▶ [WHAT NEEDS TO BE DONE]:
Reproduce the rows below word for word, beginning with the first line and stopping after the line that contains "(1131, 522)".

▶ [DATA]:

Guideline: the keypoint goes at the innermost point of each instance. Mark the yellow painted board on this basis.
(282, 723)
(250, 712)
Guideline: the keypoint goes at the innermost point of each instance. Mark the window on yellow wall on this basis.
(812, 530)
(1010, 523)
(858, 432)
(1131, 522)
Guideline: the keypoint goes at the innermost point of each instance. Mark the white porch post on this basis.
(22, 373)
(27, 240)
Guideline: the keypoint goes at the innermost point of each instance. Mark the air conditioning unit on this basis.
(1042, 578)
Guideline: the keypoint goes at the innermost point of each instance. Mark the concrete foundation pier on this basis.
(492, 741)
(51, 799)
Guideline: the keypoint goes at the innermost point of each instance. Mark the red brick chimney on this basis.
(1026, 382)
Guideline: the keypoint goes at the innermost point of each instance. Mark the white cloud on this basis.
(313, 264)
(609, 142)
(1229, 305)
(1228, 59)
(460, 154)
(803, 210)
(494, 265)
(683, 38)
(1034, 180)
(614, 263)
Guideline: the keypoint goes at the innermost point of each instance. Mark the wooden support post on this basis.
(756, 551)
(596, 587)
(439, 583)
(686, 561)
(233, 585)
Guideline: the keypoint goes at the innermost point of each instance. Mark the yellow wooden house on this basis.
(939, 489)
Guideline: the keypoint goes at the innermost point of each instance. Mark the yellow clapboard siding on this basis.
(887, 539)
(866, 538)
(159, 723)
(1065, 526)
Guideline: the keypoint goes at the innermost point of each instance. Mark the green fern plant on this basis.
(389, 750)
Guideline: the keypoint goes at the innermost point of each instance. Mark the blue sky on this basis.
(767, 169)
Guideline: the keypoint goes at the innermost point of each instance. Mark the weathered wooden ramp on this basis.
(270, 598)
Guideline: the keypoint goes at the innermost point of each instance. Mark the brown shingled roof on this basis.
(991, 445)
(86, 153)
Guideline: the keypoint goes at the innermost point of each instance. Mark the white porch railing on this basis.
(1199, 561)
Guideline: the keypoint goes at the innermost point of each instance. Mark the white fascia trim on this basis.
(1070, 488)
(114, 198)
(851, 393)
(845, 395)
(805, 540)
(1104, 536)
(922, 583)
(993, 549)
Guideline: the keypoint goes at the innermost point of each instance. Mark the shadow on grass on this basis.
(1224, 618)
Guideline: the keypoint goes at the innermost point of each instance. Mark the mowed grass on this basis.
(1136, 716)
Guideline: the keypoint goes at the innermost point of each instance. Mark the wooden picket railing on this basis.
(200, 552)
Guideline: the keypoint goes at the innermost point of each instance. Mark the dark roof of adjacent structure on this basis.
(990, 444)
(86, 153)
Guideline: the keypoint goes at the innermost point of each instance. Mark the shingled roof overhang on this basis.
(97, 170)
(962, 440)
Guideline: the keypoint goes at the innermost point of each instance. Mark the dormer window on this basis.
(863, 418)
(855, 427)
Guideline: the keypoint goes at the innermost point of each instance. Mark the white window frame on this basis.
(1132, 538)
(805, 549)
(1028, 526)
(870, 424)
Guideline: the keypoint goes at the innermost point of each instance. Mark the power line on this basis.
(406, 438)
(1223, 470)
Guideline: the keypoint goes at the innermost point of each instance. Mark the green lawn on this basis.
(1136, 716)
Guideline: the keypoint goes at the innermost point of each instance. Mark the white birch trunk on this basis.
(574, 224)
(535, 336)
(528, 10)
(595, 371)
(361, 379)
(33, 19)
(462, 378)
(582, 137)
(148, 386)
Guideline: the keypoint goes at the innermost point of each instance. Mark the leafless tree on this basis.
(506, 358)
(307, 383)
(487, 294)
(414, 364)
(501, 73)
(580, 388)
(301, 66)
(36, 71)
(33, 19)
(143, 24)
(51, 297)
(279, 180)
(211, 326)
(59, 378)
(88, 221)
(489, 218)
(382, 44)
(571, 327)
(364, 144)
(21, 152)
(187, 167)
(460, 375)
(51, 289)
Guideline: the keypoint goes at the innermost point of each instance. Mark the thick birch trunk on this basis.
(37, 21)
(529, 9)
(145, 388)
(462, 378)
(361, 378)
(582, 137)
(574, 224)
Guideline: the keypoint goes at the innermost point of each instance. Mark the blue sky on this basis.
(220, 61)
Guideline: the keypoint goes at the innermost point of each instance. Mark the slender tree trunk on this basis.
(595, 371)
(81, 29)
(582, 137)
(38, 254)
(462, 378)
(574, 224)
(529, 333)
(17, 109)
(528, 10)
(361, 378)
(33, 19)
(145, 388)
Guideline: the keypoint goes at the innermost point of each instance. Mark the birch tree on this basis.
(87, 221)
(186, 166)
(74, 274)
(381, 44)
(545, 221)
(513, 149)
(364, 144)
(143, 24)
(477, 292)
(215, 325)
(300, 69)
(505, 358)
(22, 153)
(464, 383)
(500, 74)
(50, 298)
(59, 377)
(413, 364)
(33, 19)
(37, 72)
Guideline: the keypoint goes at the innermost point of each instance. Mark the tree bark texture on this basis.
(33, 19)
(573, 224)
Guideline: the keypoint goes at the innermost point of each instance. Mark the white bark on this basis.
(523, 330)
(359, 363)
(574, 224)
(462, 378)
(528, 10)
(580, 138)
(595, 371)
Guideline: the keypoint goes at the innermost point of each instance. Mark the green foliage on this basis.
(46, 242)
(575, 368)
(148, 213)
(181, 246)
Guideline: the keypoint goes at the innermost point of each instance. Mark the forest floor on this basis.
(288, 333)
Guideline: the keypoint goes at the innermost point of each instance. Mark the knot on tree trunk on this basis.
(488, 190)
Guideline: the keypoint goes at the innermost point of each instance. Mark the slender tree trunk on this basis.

▶ [RESULT]:
Guideline: the keypoint goes at the innermost point of each instance. Mark the yellow painted board on this basis.
(282, 723)
(250, 712)
Guideline: the keypoint goes at the innermost point of each instance. Mark the window on yellow wall on this basis.
(812, 530)
(1010, 523)
(858, 432)
(1131, 522)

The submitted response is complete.